Task statement | Which lines in the listing below contain the word "green"? Pull out each one in full.

Supplied material |
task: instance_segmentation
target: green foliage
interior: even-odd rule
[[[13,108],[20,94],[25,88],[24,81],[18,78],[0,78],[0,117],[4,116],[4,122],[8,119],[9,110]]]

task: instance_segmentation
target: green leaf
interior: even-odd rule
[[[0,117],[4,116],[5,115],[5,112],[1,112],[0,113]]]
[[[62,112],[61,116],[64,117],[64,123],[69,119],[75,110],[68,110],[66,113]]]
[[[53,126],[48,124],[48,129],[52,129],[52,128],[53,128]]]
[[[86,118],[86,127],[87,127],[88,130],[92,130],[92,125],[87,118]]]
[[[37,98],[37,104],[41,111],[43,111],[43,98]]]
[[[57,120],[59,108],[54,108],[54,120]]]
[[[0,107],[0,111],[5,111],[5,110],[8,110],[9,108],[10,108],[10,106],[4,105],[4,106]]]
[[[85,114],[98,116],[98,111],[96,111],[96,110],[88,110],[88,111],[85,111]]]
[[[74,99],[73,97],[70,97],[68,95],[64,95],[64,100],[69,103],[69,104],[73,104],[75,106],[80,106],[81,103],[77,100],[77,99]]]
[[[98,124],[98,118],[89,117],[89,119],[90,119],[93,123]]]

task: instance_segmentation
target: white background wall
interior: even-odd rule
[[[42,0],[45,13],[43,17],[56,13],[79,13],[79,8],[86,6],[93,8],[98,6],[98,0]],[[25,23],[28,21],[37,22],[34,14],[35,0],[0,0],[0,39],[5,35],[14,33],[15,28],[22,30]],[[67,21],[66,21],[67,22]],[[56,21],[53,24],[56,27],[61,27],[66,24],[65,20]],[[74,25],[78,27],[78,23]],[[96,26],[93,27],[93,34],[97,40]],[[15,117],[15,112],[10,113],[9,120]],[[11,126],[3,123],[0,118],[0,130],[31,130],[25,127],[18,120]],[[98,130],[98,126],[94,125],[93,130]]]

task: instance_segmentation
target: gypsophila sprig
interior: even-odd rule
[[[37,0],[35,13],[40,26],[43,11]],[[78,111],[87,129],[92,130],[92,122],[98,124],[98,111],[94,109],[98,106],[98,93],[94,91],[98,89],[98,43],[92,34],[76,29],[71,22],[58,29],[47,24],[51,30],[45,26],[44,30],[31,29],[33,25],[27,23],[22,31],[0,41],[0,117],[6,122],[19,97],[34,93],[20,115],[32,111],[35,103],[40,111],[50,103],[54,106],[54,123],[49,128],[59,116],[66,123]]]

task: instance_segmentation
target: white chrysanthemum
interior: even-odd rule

Reply to the exercise |
target: green foliage
target: green leaf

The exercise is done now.